In the records below, count every line containing "siding". Reply with the number only.
/---
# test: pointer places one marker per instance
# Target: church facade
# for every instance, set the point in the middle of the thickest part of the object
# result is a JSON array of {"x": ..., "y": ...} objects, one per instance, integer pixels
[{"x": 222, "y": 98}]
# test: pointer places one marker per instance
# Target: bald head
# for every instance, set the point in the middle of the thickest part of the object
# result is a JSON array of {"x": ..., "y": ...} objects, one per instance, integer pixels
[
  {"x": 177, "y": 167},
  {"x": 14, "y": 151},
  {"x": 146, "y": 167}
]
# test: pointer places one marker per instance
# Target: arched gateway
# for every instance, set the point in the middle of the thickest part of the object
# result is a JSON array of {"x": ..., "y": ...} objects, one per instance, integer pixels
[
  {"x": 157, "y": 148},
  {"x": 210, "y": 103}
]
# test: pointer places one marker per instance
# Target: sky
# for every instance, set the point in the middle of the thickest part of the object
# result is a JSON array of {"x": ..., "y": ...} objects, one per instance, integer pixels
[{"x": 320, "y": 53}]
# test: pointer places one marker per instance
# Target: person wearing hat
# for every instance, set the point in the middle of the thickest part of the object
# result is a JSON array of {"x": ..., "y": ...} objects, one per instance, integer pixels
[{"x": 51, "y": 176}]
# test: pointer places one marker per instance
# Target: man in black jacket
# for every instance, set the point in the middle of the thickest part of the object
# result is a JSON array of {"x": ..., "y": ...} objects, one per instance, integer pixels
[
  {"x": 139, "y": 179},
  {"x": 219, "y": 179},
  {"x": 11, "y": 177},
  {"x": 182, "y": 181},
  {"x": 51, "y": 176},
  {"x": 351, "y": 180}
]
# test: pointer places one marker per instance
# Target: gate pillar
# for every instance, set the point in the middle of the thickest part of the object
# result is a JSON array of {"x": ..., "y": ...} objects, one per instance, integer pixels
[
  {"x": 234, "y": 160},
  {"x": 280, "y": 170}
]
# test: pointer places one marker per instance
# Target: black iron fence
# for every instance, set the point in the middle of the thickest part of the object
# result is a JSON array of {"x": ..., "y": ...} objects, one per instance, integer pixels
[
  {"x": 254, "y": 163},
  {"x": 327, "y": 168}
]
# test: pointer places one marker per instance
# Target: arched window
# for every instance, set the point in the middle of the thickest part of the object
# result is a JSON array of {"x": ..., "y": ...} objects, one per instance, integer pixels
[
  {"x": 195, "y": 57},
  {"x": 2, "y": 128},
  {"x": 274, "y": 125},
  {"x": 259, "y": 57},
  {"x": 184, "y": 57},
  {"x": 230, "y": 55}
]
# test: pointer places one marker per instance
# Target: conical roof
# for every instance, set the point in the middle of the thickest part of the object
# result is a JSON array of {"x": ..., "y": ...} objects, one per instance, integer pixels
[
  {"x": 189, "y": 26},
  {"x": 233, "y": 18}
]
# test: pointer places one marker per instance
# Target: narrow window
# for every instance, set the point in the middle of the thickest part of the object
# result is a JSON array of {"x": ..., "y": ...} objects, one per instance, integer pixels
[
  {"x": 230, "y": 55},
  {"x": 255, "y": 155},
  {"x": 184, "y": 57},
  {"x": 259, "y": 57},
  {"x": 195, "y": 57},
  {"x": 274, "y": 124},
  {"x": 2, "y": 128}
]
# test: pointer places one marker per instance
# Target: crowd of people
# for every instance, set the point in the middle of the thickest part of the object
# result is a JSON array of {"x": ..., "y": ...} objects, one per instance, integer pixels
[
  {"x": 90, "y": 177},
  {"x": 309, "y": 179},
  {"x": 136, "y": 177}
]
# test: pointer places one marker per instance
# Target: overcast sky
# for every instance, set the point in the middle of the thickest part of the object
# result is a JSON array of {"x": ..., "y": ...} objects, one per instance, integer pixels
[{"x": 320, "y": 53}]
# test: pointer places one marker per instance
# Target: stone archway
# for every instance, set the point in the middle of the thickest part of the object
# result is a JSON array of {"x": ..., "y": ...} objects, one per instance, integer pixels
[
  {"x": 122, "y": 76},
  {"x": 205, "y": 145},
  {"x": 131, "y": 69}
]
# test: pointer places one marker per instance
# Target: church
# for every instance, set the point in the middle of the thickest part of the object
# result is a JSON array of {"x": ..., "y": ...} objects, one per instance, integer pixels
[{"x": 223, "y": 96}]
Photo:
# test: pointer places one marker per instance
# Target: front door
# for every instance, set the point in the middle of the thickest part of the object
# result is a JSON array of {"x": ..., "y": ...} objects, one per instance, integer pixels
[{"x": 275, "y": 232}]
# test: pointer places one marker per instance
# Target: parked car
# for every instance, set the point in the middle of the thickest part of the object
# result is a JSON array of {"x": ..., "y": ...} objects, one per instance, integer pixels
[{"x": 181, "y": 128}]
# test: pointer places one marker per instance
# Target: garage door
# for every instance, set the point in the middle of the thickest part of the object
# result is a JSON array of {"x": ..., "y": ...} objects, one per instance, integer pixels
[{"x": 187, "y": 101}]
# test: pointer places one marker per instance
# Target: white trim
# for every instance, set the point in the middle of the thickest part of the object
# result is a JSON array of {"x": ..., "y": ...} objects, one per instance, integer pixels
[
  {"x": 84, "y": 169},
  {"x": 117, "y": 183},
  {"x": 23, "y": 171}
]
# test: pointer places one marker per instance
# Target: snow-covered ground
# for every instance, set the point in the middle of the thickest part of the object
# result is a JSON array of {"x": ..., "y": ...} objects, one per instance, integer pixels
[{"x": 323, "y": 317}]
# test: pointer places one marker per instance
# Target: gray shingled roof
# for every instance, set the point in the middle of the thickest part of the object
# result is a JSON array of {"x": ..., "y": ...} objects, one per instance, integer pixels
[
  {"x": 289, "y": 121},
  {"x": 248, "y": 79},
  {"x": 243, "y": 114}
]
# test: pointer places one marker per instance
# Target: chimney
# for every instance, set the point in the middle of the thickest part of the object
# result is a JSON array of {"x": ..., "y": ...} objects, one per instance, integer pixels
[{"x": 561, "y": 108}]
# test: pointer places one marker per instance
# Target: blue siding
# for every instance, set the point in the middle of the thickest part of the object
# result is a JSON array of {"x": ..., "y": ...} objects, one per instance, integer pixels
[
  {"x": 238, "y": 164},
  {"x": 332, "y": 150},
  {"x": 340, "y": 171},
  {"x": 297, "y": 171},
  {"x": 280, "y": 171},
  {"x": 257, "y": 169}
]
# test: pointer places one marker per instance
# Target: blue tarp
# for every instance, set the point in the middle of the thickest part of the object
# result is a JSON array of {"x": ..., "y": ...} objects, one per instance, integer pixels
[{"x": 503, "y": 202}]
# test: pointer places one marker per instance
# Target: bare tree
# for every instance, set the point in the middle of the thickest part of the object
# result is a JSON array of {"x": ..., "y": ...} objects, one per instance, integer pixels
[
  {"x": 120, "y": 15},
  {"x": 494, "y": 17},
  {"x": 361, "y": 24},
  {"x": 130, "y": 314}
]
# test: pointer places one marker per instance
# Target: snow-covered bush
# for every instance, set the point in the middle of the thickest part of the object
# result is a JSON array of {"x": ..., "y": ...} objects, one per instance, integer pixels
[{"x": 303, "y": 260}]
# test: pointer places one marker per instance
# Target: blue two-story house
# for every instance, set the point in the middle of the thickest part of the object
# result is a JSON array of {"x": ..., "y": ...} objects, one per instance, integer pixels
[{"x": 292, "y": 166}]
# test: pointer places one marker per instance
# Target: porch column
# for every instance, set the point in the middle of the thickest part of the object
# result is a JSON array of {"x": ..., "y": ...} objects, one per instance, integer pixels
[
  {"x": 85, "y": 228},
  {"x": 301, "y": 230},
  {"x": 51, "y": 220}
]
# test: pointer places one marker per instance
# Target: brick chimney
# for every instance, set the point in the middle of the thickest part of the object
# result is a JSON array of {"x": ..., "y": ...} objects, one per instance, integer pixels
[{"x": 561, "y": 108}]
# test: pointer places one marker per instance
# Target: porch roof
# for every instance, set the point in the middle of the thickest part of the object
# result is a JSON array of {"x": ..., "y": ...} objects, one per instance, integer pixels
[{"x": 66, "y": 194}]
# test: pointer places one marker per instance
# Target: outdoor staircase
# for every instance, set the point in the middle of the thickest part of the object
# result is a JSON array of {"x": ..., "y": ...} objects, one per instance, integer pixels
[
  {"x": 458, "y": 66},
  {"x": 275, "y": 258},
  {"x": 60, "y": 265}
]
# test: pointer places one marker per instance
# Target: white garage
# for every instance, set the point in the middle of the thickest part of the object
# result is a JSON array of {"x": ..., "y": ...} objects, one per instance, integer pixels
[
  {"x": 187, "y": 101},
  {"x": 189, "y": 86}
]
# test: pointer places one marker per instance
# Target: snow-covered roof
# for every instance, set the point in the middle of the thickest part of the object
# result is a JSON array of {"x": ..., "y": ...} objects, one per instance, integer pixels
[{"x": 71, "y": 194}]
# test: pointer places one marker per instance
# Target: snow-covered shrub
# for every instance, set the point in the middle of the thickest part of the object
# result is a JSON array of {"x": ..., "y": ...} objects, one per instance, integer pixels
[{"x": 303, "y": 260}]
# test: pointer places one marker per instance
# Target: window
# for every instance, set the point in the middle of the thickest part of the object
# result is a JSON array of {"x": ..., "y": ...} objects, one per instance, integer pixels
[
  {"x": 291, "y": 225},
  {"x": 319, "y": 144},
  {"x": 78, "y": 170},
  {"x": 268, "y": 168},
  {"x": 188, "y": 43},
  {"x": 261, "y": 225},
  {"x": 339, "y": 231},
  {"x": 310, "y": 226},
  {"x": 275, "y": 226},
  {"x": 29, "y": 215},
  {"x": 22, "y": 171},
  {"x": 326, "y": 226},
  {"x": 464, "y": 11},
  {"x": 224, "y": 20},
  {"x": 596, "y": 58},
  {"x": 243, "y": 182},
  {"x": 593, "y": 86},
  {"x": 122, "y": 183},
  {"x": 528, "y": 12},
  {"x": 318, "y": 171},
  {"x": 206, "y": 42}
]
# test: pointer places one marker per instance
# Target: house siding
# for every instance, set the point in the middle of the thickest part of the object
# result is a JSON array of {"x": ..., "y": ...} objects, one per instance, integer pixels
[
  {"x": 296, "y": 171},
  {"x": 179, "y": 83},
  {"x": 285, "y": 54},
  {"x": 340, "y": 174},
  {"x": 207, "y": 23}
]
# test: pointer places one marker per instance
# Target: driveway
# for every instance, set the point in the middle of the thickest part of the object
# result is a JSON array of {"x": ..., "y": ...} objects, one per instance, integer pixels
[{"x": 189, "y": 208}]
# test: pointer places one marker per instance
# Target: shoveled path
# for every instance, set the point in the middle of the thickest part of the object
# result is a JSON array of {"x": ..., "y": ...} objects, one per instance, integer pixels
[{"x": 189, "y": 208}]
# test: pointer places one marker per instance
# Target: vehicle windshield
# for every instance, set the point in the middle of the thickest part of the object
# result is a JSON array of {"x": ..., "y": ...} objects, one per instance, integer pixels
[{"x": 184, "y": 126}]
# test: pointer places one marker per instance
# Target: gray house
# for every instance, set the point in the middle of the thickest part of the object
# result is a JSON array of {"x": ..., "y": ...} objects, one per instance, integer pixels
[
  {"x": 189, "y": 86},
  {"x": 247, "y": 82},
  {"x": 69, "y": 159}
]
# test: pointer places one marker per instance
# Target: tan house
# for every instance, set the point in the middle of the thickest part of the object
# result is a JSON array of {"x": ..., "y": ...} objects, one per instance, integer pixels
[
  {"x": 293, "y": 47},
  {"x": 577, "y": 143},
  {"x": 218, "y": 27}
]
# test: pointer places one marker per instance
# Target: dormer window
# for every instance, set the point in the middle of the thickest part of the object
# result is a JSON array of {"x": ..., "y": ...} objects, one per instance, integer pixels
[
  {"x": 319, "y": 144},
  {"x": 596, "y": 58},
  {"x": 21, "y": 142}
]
\---
_ANSWER TO THIS PROBLEM_
2